### Fragmento del texto
Porque Jockey era un hecho gastronómico, pero también, y cómo, un hecho social. Si eras "alguien"... tenías que ir a Jockey. No había ilustre visitante de Madrid, desde el Duque de Windsor o el Sha de Persia a Frank Sinatra, Orson Welles o Ava Gardner, que no acabase probando su cocina, viviendo su ambiente, conviviendo con gente muy conocida. Qué remedio: pocos restaurantes he conocido, de ese nivel, tan avaros en la distancia entre mesas. El llamado "tranvía", en la planta baja, era hasta agobiante. E incómodo.
No importaba. Se comía muy bien: Clemencio Fuentes fue uno de los tres o cuatro mejores cocineros españoles del siglo XX. El trato al cliente era exquisito. El marco imponía: eso sí que era "miedo escénico" para el novato, mucho antes de que a Valdano se le ocurriera la expresión. Y, encima, el espectáculo: aristócratas, políticos, banqueros, actores...
¿La cocina? Pues... francoespañola. La gran cocina, por entonces y, si me apuran mucho, aún hoy, tiene acento francés. En Jockey se aplicó ese acento a la tradición española, con el guiño castizo a unos callos fantásticos, uno de sus platos estrella. Otro, la patata San Clemencio, rellena de tuétano y foie-gras. El gran Néstor Luján, una ocasión en la que coincidimos saliendo del restaurante, me explicó: "mientras sigan haciendo la patata San Clemencio, seguiré viniendo..." Ya no la hacían: un síntoma.
Muchos colegas están explicando el cierre de Jockey desde el punto de vista sociológico. La crisis, dicen. Sí, vale. Digamos que ha sido la puntilla. Pero si lo analizamos desde el punto de vista gastronómico, ha sido una larga decadencia, una decadencia casi bizantina por prolongada e imparable.
Se nos ha dicho siempre que las especies que no evolucionan, que no se adaptan, están condenadas a extinguirse. No creo que los dinosaurios (¿por qué sólo ellos?) se extinguieran de repente, tras el "meteoritazo" del golfo de México, sino que no supieron cambiar con un mundo que sí lo hacía.
La gran cocina estilo Escoffier que se practicaba, a las mil maravillas, en Jockey, no supo adaptarse a los cambios que introdujo la triunfante "nouvelle cuisine" de finales de los 70. A partir de ahí, cambió también la sociedad. Encima, claro, la crisis. Demasiadas cosas. Y no es cuestión de bajar precios: eso, en restaurantes de alto nivel, es contraproducente.

### Datos mostrados

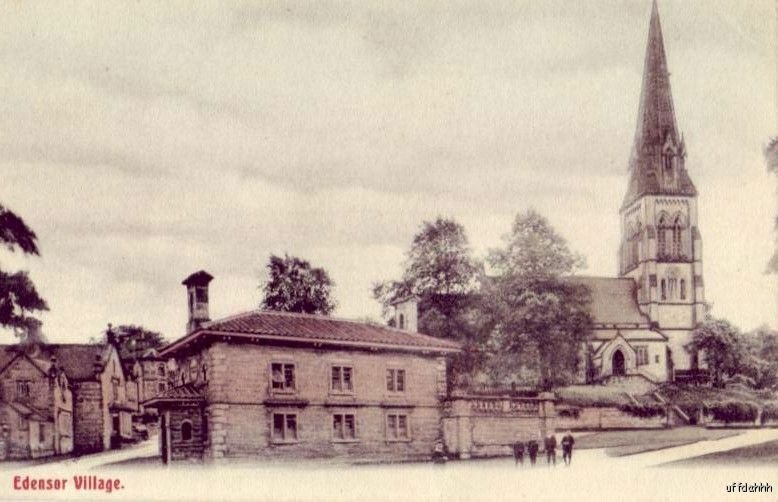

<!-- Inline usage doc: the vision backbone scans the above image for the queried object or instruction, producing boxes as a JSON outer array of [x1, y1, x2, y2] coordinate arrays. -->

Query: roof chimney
[[394, 296, 419, 333], [181, 270, 213, 333]]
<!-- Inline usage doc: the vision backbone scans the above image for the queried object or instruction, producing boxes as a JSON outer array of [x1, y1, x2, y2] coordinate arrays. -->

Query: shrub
[[710, 401, 759, 423], [619, 404, 665, 418], [762, 403, 778, 423]]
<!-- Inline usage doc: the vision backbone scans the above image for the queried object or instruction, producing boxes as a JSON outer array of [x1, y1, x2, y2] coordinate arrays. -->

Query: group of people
[[513, 431, 575, 465]]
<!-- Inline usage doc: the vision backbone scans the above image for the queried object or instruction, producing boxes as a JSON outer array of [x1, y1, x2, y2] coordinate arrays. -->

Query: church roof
[[624, 0, 697, 206], [566, 276, 651, 328]]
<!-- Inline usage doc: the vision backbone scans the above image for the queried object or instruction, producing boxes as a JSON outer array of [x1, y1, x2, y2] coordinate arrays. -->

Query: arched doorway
[[612, 350, 626, 376]]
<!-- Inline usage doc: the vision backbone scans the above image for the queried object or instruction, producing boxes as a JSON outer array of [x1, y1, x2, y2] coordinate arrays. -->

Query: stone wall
[[171, 343, 446, 460], [443, 394, 556, 458]]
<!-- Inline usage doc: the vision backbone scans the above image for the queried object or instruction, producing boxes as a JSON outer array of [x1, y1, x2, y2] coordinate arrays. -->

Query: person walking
[[527, 439, 540, 465], [546, 433, 556, 466], [513, 441, 524, 465], [562, 430, 575, 465]]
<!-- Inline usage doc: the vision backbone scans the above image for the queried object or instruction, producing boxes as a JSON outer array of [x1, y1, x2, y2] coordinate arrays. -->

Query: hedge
[[709, 401, 759, 423], [619, 404, 665, 418]]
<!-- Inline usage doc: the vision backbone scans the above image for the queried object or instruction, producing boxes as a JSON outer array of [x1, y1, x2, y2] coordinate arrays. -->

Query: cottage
[[41, 343, 137, 454], [144, 272, 459, 462], [0, 345, 73, 460]]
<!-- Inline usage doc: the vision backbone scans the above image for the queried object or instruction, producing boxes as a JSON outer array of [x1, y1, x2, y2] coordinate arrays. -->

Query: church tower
[[619, 0, 705, 370]]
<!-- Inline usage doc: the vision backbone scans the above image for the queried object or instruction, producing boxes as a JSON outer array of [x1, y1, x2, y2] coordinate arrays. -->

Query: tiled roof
[[7, 401, 54, 422], [592, 328, 667, 342], [0, 343, 110, 380], [566, 276, 650, 326], [160, 311, 460, 355], [42, 344, 109, 380]]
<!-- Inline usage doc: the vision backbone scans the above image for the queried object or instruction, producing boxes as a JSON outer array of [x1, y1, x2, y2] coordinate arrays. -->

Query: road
[[0, 429, 778, 502]]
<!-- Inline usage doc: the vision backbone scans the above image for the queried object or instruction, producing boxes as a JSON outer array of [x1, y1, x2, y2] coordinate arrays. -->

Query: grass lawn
[[663, 441, 778, 467], [575, 427, 740, 457]]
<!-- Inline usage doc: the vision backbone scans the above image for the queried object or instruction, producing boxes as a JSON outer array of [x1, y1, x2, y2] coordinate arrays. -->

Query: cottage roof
[[0, 401, 54, 422], [159, 310, 461, 356], [566, 276, 651, 327], [143, 383, 205, 408]]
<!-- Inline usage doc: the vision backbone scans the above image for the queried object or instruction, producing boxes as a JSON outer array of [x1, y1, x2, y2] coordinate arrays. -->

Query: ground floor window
[[332, 413, 357, 441], [386, 413, 411, 441], [273, 413, 297, 441], [181, 420, 192, 441]]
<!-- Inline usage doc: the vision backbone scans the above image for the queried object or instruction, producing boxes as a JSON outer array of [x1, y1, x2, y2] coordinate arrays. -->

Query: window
[[270, 363, 295, 392], [189, 359, 199, 382], [331, 366, 354, 393], [181, 420, 192, 441], [386, 369, 405, 392], [635, 345, 648, 366], [332, 413, 357, 441], [386, 413, 411, 441], [667, 277, 678, 300], [273, 413, 297, 442], [16, 380, 30, 399]]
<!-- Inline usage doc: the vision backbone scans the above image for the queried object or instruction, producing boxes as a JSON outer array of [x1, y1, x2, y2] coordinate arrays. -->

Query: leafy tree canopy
[[102, 324, 166, 361], [484, 210, 592, 389], [373, 216, 482, 310], [692, 315, 746, 387], [261, 254, 337, 315], [0, 205, 48, 336]]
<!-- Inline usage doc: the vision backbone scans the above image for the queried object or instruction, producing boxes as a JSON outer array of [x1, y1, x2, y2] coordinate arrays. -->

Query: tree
[[373, 216, 482, 312], [764, 136, 778, 274], [261, 254, 336, 315], [0, 205, 48, 337], [373, 216, 485, 388], [483, 210, 592, 389], [102, 324, 166, 361], [692, 316, 745, 387]]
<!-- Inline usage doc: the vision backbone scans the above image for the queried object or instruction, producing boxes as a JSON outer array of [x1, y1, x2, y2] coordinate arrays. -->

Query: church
[[573, 1, 705, 383]]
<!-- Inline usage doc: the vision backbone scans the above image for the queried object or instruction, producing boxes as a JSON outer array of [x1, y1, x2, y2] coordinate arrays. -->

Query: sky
[[0, 0, 778, 342]]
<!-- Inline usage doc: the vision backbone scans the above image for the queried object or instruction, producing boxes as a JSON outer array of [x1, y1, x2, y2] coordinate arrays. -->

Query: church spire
[[624, 0, 696, 205], [635, 0, 679, 154]]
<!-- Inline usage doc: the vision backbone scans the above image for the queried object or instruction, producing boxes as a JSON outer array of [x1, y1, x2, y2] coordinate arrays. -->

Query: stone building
[[556, 1, 705, 383], [41, 343, 137, 454], [0, 345, 73, 460], [144, 272, 459, 462]]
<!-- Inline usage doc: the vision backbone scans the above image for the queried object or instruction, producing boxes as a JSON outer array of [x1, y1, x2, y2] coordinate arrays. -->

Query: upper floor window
[[181, 420, 192, 441], [272, 413, 297, 442], [332, 413, 357, 441], [270, 363, 295, 392], [386, 369, 405, 392], [635, 345, 648, 366], [330, 366, 354, 393], [16, 380, 32, 399]]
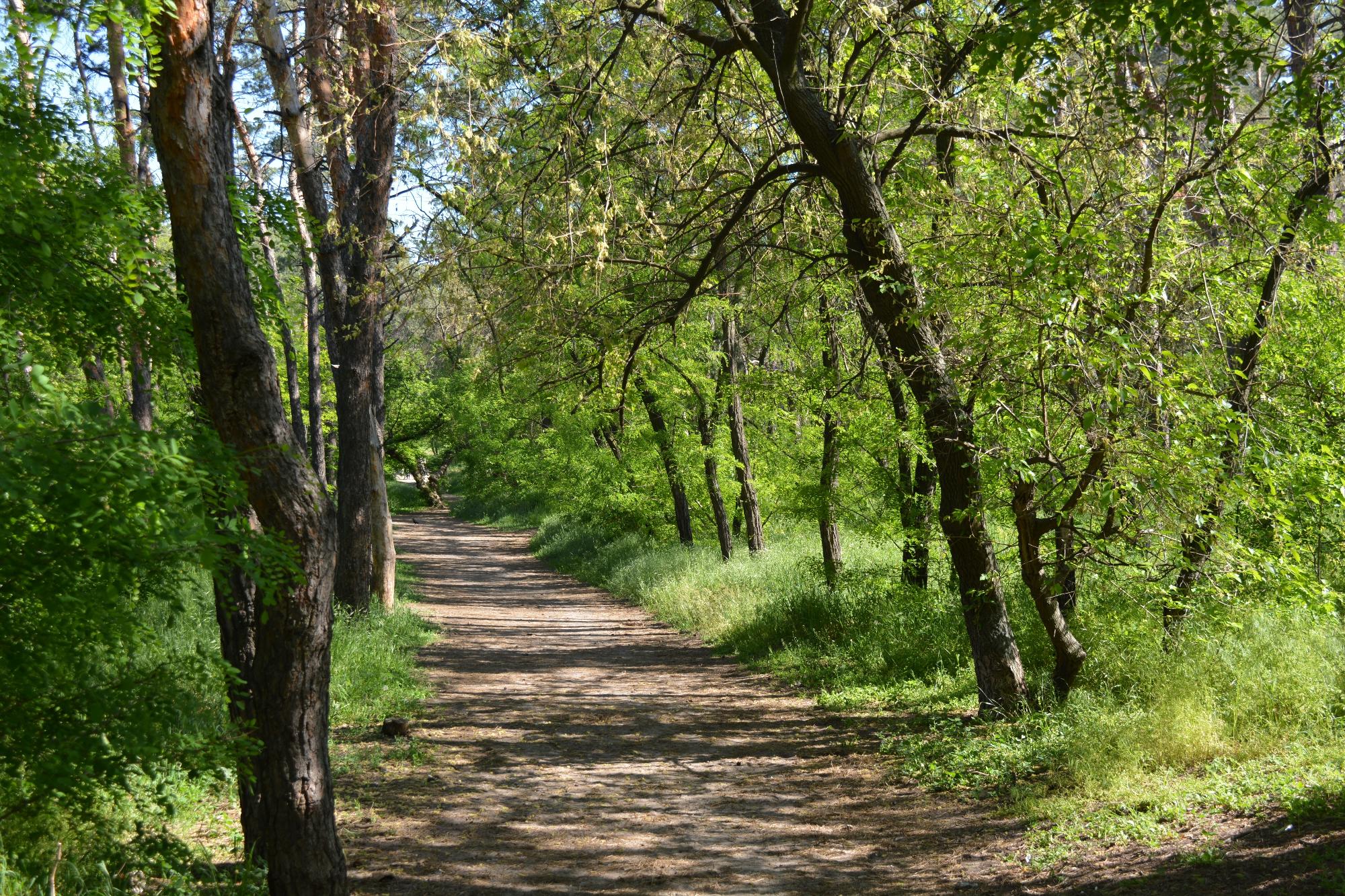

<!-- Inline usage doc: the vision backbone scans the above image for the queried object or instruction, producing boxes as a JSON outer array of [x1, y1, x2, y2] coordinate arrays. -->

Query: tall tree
[[151, 0, 346, 896], [254, 0, 399, 608]]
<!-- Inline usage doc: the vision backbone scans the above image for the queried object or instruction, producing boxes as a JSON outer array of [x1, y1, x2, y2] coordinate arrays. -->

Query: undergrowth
[[463, 502, 1345, 864], [0, 564, 432, 896]]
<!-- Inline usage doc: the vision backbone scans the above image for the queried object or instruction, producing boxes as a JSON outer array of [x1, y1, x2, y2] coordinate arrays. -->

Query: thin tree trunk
[[151, 0, 347, 896], [724, 315, 765, 553], [253, 0, 398, 610], [1163, 0, 1334, 637], [229, 97, 308, 454], [698, 417, 733, 563], [721, 0, 1028, 715], [635, 376, 693, 545], [818, 289, 841, 591], [369, 411, 397, 610], [1013, 478, 1088, 701], [859, 308, 937, 588], [323, 414, 338, 485], [210, 497, 266, 862], [130, 339, 155, 432], [79, 351, 117, 419], [108, 17, 155, 432], [370, 317, 397, 600], [288, 165, 327, 486]]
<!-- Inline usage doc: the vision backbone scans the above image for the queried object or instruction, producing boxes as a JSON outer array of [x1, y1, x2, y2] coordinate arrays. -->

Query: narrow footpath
[[343, 512, 1015, 893], [338, 512, 1345, 896]]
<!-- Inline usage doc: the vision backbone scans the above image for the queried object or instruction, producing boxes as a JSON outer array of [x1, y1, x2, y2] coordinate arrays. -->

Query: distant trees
[[420, 0, 1341, 715]]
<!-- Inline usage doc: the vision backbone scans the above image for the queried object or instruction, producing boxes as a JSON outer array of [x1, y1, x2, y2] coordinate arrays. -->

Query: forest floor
[[328, 510, 1345, 893]]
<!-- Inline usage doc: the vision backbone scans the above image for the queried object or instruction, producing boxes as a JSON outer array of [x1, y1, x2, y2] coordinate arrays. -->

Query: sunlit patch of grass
[[519, 505, 1345, 864], [331, 564, 434, 725]]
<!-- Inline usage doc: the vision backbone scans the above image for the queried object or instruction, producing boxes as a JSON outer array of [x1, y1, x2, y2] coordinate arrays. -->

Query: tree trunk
[[108, 19, 155, 432], [289, 165, 327, 486], [724, 315, 765, 553], [151, 0, 346, 896], [1013, 478, 1088, 701], [370, 319, 397, 610], [229, 102, 308, 454], [369, 409, 397, 610], [1163, 0, 1336, 635], [635, 376, 693, 545], [698, 417, 733, 563], [323, 414, 336, 486], [721, 0, 1028, 715], [254, 0, 398, 610], [818, 289, 841, 591], [211, 507, 266, 862], [130, 339, 155, 432], [859, 307, 937, 588], [79, 351, 117, 419], [901, 455, 939, 588]]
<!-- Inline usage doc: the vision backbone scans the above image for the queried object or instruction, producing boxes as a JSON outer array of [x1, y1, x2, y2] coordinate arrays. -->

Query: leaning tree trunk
[[1013, 477, 1088, 701], [721, 0, 1028, 715], [108, 17, 155, 432], [724, 315, 765, 553], [254, 0, 398, 610], [229, 97, 308, 454], [289, 165, 327, 486], [635, 376, 693, 545], [210, 507, 266, 864], [818, 289, 841, 591], [151, 0, 346, 896], [697, 407, 733, 563]]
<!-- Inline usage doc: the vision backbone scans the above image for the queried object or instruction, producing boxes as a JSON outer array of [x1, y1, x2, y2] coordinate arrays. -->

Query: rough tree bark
[[369, 411, 397, 610], [1163, 0, 1337, 649], [254, 0, 398, 610], [818, 289, 841, 591], [695, 371, 733, 563], [678, 0, 1028, 715], [289, 165, 327, 486], [108, 19, 155, 432], [635, 376, 693, 545], [229, 97, 308, 454], [724, 313, 765, 553], [151, 0, 346, 896]]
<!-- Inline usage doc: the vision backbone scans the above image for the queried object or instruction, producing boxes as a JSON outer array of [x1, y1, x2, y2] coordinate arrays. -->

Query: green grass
[[331, 564, 433, 727], [482, 502, 1345, 864], [0, 554, 433, 896], [387, 477, 425, 514]]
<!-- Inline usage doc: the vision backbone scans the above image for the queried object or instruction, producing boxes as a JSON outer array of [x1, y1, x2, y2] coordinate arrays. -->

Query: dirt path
[[343, 512, 1013, 893]]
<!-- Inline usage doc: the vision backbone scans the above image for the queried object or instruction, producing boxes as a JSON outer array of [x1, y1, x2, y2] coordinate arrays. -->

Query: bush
[[522, 505, 1345, 861]]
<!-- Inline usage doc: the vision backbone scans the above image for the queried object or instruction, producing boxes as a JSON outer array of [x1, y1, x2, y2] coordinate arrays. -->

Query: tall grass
[[519, 514, 1345, 860], [331, 564, 433, 725], [0, 565, 433, 896]]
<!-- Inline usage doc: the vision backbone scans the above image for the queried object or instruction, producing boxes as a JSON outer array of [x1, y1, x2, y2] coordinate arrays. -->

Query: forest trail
[[342, 512, 1021, 893]]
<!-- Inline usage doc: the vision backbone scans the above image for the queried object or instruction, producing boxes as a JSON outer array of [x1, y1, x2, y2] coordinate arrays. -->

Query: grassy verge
[[463, 503, 1345, 864]]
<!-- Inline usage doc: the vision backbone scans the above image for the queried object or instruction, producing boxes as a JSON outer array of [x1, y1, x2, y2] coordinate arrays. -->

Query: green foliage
[[516, 505, 1345, 864], [331, 564, 433, 727]]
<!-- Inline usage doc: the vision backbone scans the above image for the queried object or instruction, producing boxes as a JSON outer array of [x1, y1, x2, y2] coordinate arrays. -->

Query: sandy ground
[[338, 512, 1338, 893]]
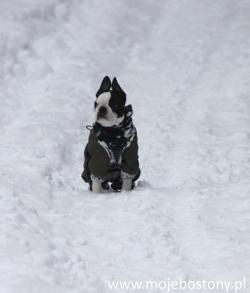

### Consigna 1
¿Puedes transcribir el texto sobre el restaurante Jockey desde "No importaba. Se" hasta "políticos, banqueros, actores...", sin cambiar nada?
### Consigna 2
¿Cómo seguiría el texto sobre el restaurante Jockey después de su última frase?

### Espacio de respuesta 1
No importaba. Se comía muy bien: Clemencio Fuentes fue uno de los tres o cuatro mejores cocineros españoles del siglo XX. El trato al cliente era exquisito. El marco imponía: eso sí que era "miedo escénico" para el novato, mucho antes de que a Valdano se le ocurriera la expresión. Y, encima, el espectáculo: aristócratas, políticos, banqueros, actores...

### Espacio de respuesta 2
Han cambiado los gustos y las tendencias. Ya no basta con la fidelidad, que fue la gran arma de Jockey: fidelidad de la casa (cocina y sala) al "estilo Cortés", y fidelidad de sus clientes a un ambiente, a un modo de entender el restaurante: muchos de sus últimos clientes eran hijos, hasta nietos, de los primeros. Sus padres "tenían mesa" en Jockey, y ahora la tenían ellos.
Se acabó. Se ha ido no un restaurante, sino una época de la que fue el último símbolo. Yo no era muy asiduo de Jockey, pero lamento su cierre, aunque lo entienda y no me haya sorprendido en absoluto. Espero que los supervivientes de aquellos dorados años (Horcher, Zalacain...) puedan salir adelante y mantener alto el pabellón de un estilo señorial en la restauración pública: a una gran ciudad la hacen falta grandes restaurantes. Casa de comidas, también: pero estas grandes casas son imprescindibles.
Clodoaldo Cortés, en 1945, hizo algo más que abrir un gran restaurante: le dio categoría a Madrid, como se la dio Otto Horcher, como después se la dio Jesús María Oyarbide... y como se la dieron, a principios del siglo XX, el Ritz y el Palace. Una gran capital es su historia, sí, y sus monumentos; pero también, y mucho, su hostelería. Nuestra gratitud a todos los que, desde Jockey, contribuyeron a que Madrid creciese. Después de todo, si un nuevo Galdós escribiese otros "Episodios" situados en el Madrid de la segunda mitad del siglo XX, Jockey saldría en muchos capítulos.